Problem to solve: Select every line of the listing below that contains the word "kitchen", treating uppercase and lowercase letters as distinct.

Data for the task:

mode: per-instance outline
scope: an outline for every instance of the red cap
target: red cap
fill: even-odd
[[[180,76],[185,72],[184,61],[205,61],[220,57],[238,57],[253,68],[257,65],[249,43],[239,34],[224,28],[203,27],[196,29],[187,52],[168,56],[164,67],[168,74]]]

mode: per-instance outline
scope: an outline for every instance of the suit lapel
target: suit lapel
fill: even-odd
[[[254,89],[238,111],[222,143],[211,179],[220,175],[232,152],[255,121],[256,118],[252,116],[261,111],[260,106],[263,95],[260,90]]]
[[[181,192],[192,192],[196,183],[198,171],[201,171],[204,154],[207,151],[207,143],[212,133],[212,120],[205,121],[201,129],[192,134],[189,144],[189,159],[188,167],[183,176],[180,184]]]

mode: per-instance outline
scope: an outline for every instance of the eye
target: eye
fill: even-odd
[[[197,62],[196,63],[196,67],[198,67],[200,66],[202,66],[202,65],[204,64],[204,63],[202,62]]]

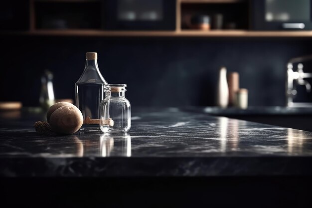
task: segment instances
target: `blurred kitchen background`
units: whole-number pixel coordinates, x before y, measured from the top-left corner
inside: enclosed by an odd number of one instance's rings
[[[85,52],[97,52],[102,75],[128,85],[133,106],[215,106],[222,66],[239,73],[249,106],[286,106],[289,60],[312,54],[311,1],[4,1],[0,101],[38,106],[46,69],[55,98],[74,101]],[[309,103],[306,87],[296,89]]]

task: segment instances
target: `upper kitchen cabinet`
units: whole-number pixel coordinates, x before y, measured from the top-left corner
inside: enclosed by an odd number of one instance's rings
[[[252,0],[250,28],[256,30],[312,29],[311,0]]]
[[[5,1],[0,34],[310,37],[312,4],[311,0]]]

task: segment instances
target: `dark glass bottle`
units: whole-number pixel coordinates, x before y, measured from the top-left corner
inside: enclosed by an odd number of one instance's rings
[[[76,106],[83,116],[83,128],[98,128],[100,104],[104,99],[104,87],[107,82],[99,69],[97,53],[86,53],[86,59],[85,69],[75,84]]]

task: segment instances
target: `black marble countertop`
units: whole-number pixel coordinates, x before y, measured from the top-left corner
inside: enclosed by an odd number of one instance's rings
[[[312,116],[312,108],[289,108],[285,106],[249,106],[247,109],[234,107],[222,109],[218,107],[187,107],[186,111],[204,113],[209,115],[232,116]]]
[[[44,117],[0,113],[0,176],[312,175],[312,132],[172,108],[133,111],[126,134],[47,136]]]

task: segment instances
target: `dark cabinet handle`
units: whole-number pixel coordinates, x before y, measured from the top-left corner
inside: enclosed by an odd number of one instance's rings
[[[285,29],[304,29],[306,25],[304,23],[283,23],[282,26]]]

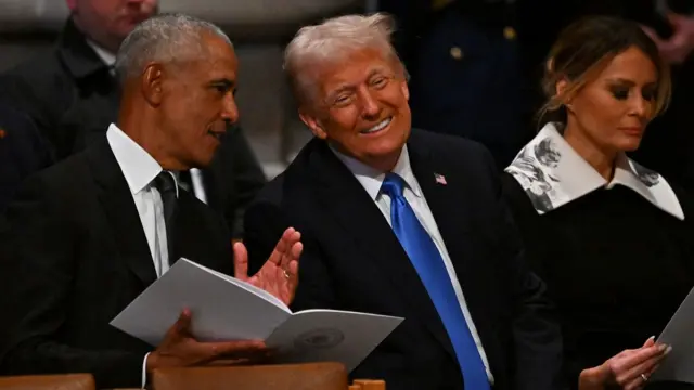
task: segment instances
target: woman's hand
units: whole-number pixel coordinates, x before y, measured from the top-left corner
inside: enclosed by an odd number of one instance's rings
[[[671,349],[666,344],[656,344],[654,337],[651,337],[639,349],[621,351],[597,367],[583,369],[578,388],[604,390],[607,386],[617,385],[626,390],[642,389]]]

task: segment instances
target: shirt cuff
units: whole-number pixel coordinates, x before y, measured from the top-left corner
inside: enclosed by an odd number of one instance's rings
[[[142,389],[147,386],[147,358],[150,358],[150,353],[147,352],[142,360]]]

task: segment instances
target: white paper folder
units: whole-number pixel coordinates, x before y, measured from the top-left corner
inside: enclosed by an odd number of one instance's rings
[[[650,380],[694,384],[694,289],[684,298],[657,342],[671,346],[672,350]]]
[[[183,309],[200,341],[265,340],[279,363],[331,361],[354,369],[402,317],[337,310],[292,311],[250,284],[180,259],[111,325],[157,346]]]

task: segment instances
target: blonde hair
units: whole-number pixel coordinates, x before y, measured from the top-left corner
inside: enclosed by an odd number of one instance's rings
[[[660,115],[670,101],[670,68],[663,61],[658,48],[632,22],[608,16],[593,16],[578,21],[562,31],[550,50],[545,63],[542,89],[548,98],[540,109],[540,121],[548,114],[565,116],[567,101],[587,83],[594,80],[609,62],[630,48],[641,50],[655,65],[658,74],[656,104],[653,117]],[[566,80],[567,88],[556,93],[557,82]],[[564,121],[565,118],[550,118]]]
[[[394,30],[393,18],[382,13],[333,17],[300,28],[284,52],[284,70],[297,99],[306,102],[314,98],[312,66],[335,64],[358,51],[376,50],[402,66],[390,43]]]

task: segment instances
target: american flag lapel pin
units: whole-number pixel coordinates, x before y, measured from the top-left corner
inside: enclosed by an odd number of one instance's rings
[[[442,174],[434,173],[434,178],[436,179],[436,183],[437,183],[437,184],[441,184],[441,185],[446,185],[446,184],[448,184],[448,183],[446,182],[446,177],[445,177],[445,176],[442,176]]]

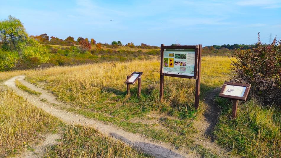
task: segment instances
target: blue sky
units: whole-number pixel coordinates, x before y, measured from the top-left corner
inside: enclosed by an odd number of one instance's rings
[[[253,44],[281,38],[281,1],[1,0],[30,35],[151,45]],[[111,21],[112,20],[112,21]]]

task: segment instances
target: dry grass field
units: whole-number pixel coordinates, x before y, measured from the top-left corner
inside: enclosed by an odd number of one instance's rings
[[[231,61],[235,60],[226,57],[202,57],[198,111],[193,107],[195,82],[191,79],[165,77],[164,101],[159,101],[160,65],[159,59],[156,58],[2,72],[0,79],[4,80],[14,75],[25,74],[27,81],[52,92],[59,100],[72,105],[72,108],[65,108],[69,112],[108,122],[156,141],[171,143],[176,148],[187,148],[204,157],[217,157],[219,155],[194,144],[192,136],[197,131],[193,124],[202,117],[207,106],[205,98],[213,90],[230,79]],[[130,96],[126,95],[124,82],[126,76],[133,71],[144,72],[139,99],[136,96],[135,86],[131,86]],[[17,84],[20,87],[20,83]],[[24,88],[22,89],[28,91]],[[13,93],[7,89],[1,91],[2,95],[7,92]],[[258,99],[252,96],[248,101],[240,102],[237,118],[233,120],[230,117],[231,102],[216,96],[213,99],[221,110],[218,123],[212,133],[217,144],[230,149],[232,154],[246,157],[262,155],[277,157],[280,155],[281,116],[279,110],[261,107],[262,106],[256,101]],[[4,101],[6,101],[1,100],[2,102]],[[14,104],[28,104],[20,102]],[[1,109],[1,112],[5,110]],[[14,117],[14,119],[18,119],[17,116]],[[57,126],[54,125],[54,128]],[[93,129],[63,126],[61,128],[64,129],[65,134],[60,141],[63,143],[48,148],[45,153],[46,156],[67,157],[63,152],[65,150],[70,152],[70,156],[72,157],[98,157],[101,153],[103,155],[121,157],[124,153],[133,157],[145,156],[121,142],[104,138]],[[18,128],[22,128],[20,126]],[[50,130],[48,129],[50,128],[43,128],[45,130],[42,131]],[[92,144],[93,143],[89,140],[93,137],[99,138]],[[22,141],[14,139],[9,141],[17,142],[15,144],[18,145],[10,149],[20,150]],[[81,140],[85,141],[82,143]],[[102,148],[105,150],[98,148],[103,145],[106,147]],[[7,154],[7,151],[5,149],[2,153]]]

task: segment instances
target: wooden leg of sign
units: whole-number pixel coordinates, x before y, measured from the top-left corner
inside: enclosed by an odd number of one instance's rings
[[[196,80],[196,84],[195,85],[195,100],[194,102],[194,107],[196,110],[198,109],[199,107],[199,95],[200,94],[200,79],[201,78],[201,53],[202,53],[202,47],[201,45],[199,45],[199,54],[198,57],[199,59],[198,60],[198,71],[197,73],[197,78]]]
[[[163,100],[164,95],[164,76],[160,76],[160,100]]]
[[[139,99],[140,96],[140,88],[141,86],[141,78],[138,78],[138,98]]]
[[[232,105],[232,118],[235,119],[237,112],[237,105],[238,105],[238,100],[233,100],[233,104]]]
[[[195,85],[195,101],[194,106],[195,109],[198,110],[199,107],[199,94],[200,91],[200,80],[196,80]]]
[[[127,79],[130,76],[127,76]],[[130,93],[130,84],[127,83],[127,95],[128,95]]]

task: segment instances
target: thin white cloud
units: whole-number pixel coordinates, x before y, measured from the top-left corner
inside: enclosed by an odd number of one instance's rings
[[[280,0],[248,0],[237,2],[236,4],[242,6],[259,6],[264,8],[281,7]]]

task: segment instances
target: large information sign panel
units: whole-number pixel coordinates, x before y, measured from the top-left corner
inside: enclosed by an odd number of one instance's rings
[[[195,49],[164,49],[163,73],[194,76]]]

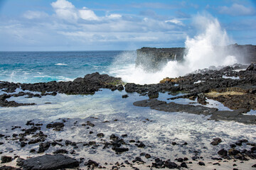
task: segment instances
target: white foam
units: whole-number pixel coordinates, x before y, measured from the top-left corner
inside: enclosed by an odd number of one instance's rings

Completed task:
target: `blurred kitchen background`
target: `upper kitchen cabinet`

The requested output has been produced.